• [What this task involves] Count the lines below that contain the word "shadow", treating uppercase and lowercase as different, and reply with that number alone.

• [Records for this task]

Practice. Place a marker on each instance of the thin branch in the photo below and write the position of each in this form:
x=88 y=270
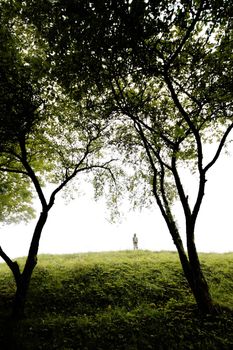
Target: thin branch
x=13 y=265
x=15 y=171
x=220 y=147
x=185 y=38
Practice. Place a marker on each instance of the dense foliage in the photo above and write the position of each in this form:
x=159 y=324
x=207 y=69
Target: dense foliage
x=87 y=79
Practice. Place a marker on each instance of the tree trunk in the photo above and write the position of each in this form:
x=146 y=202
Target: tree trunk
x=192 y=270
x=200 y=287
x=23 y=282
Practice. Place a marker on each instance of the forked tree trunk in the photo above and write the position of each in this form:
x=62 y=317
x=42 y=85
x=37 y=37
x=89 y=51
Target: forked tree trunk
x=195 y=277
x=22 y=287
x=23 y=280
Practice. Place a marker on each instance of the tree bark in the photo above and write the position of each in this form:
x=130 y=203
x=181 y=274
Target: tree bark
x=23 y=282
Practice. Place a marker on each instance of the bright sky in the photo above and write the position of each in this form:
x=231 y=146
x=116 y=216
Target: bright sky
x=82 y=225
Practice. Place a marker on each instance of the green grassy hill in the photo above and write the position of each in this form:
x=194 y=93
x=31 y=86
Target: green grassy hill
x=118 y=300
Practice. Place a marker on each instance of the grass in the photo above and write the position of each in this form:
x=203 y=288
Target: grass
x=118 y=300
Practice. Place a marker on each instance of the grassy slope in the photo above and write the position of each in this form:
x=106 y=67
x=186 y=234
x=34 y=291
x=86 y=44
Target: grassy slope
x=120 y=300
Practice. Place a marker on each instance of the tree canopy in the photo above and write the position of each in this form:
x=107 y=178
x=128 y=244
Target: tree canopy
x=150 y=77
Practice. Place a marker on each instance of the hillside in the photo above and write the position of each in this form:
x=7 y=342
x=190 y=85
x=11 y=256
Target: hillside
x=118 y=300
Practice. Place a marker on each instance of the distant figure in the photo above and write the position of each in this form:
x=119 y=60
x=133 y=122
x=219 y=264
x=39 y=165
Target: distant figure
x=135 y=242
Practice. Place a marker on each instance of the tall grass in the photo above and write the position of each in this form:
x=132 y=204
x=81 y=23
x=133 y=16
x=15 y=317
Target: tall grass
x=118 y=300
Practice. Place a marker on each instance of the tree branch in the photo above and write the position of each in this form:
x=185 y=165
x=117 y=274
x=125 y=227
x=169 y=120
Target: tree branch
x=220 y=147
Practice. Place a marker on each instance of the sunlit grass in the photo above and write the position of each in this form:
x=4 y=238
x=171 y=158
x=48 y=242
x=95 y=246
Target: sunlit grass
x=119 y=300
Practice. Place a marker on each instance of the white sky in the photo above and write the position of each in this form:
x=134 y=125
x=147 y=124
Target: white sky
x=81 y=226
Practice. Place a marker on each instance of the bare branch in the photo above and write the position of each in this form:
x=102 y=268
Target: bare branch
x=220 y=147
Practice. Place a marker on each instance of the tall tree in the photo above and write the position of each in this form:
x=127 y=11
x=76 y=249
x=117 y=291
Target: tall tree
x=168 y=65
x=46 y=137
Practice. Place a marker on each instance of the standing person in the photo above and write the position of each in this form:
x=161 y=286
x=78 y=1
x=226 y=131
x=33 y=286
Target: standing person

---

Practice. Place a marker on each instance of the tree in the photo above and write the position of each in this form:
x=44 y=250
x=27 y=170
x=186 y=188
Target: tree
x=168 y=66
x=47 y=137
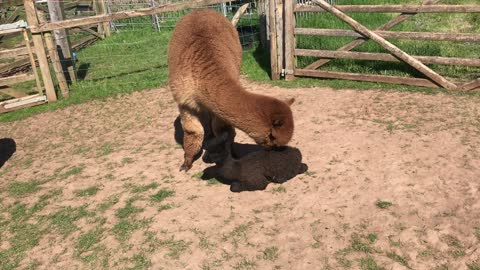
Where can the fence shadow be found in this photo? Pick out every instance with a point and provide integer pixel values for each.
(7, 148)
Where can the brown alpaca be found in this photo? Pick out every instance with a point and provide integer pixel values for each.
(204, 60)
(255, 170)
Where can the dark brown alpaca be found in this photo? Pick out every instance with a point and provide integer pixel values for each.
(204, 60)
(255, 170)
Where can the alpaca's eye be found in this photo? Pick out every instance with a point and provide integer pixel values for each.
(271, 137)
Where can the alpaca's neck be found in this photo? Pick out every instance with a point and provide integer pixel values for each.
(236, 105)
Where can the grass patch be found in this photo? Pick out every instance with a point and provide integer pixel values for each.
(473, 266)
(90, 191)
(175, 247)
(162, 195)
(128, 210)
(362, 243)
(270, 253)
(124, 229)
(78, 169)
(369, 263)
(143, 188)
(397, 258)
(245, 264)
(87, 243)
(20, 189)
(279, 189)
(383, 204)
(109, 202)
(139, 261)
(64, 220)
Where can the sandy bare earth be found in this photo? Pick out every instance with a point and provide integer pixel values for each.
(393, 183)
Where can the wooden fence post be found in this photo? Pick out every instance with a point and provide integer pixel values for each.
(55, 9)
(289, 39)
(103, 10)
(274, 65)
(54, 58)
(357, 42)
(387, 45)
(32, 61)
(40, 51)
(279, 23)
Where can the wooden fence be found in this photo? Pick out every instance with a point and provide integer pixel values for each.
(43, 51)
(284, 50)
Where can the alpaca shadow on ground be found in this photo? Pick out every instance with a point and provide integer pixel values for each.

--

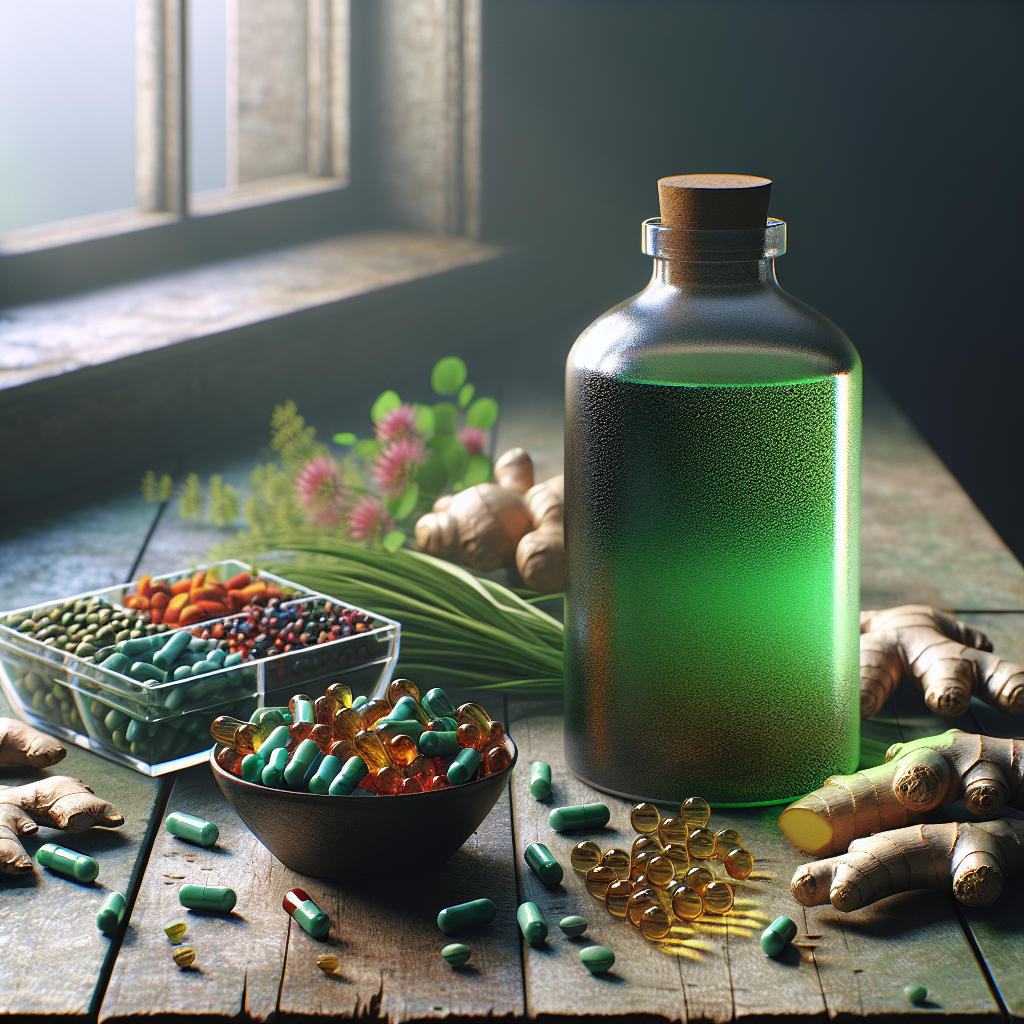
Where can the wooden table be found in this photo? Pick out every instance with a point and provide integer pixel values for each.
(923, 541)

• [Solved problem] 2